• Brief: What do the lines from the one containing "the object on" through the end of the entries say? Quote them exactly, and only them.
start Material shown
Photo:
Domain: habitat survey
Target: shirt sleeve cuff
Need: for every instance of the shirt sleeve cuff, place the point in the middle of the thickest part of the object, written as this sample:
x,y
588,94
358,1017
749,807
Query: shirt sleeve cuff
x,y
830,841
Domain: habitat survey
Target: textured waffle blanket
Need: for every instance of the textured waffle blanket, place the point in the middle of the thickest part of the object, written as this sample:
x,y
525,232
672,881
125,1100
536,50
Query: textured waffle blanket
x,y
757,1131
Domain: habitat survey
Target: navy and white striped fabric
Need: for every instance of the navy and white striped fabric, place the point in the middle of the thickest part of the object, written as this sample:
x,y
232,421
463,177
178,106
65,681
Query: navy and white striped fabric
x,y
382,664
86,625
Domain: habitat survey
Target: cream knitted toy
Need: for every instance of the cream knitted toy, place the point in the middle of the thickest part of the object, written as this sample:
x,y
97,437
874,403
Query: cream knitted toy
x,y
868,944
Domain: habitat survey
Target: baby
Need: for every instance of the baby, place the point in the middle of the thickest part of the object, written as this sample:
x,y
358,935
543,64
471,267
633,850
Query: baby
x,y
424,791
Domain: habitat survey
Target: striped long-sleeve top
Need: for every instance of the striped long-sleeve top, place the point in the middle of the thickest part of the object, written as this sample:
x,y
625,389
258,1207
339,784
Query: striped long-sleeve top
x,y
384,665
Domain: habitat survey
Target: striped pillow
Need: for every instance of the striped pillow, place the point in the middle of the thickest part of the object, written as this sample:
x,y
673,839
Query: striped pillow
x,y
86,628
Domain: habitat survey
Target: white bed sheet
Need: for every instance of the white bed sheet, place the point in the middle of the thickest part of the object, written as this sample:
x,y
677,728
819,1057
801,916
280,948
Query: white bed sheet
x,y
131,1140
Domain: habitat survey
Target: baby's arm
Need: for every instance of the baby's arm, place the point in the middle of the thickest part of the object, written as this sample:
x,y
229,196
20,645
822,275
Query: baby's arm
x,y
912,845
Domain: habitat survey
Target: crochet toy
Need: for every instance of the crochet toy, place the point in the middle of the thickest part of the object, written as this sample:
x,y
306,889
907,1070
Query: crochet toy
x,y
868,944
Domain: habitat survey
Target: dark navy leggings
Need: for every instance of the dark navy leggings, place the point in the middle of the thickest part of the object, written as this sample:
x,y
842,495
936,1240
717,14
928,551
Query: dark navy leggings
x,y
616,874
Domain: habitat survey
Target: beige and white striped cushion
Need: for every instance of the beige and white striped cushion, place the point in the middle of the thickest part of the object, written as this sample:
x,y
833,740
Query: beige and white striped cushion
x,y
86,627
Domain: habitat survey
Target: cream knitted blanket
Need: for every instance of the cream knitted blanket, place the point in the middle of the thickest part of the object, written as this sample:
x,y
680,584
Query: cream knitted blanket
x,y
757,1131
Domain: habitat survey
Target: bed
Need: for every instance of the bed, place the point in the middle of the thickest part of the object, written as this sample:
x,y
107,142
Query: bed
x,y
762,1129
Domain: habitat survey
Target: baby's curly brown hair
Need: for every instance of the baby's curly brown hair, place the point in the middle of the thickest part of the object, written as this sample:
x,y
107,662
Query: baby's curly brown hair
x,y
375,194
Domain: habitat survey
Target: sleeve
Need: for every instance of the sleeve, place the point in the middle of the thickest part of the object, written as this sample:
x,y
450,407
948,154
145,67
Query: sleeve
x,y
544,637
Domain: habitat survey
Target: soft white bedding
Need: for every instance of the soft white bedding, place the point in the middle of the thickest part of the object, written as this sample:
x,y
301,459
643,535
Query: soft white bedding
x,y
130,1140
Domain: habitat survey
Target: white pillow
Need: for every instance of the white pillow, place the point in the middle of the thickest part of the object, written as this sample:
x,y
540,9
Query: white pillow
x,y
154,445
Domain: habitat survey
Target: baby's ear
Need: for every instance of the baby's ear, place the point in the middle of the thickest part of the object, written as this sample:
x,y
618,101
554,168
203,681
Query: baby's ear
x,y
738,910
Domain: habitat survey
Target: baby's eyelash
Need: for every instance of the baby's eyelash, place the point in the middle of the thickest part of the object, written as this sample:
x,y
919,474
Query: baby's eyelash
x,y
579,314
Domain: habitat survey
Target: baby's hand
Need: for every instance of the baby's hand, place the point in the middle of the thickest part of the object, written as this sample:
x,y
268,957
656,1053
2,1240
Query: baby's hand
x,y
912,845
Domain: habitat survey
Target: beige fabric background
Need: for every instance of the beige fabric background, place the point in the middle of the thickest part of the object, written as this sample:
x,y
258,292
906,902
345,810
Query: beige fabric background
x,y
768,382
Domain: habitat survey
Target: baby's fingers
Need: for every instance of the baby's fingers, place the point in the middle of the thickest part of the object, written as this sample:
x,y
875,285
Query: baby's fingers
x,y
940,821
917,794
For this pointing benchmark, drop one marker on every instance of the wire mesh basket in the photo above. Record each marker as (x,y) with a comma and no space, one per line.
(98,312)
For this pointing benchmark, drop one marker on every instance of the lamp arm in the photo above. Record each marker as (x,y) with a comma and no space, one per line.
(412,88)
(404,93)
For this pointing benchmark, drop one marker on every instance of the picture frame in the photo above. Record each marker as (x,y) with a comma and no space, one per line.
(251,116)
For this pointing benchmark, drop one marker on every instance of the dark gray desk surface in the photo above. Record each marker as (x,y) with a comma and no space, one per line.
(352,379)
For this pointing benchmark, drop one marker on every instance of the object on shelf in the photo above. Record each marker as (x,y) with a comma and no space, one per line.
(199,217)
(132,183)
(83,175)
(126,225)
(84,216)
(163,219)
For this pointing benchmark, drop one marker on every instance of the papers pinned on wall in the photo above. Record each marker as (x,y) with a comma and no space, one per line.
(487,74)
end Material shown
• Correct output:
For this pointing benchmark, drop one marker on every instance of the object on shelf in the photo above. Record each marker as (x,y) with a comma and no space, one per line.
(199,217)
(132,183)
(83,175)
(126,225)
(84,216)
(163,219)
For this pointing benchmark, drop one marker on every instance of the papers pinned on wall in the photo above. Record each marker as (x,y) with a comma and no space, one per line.
(487,74)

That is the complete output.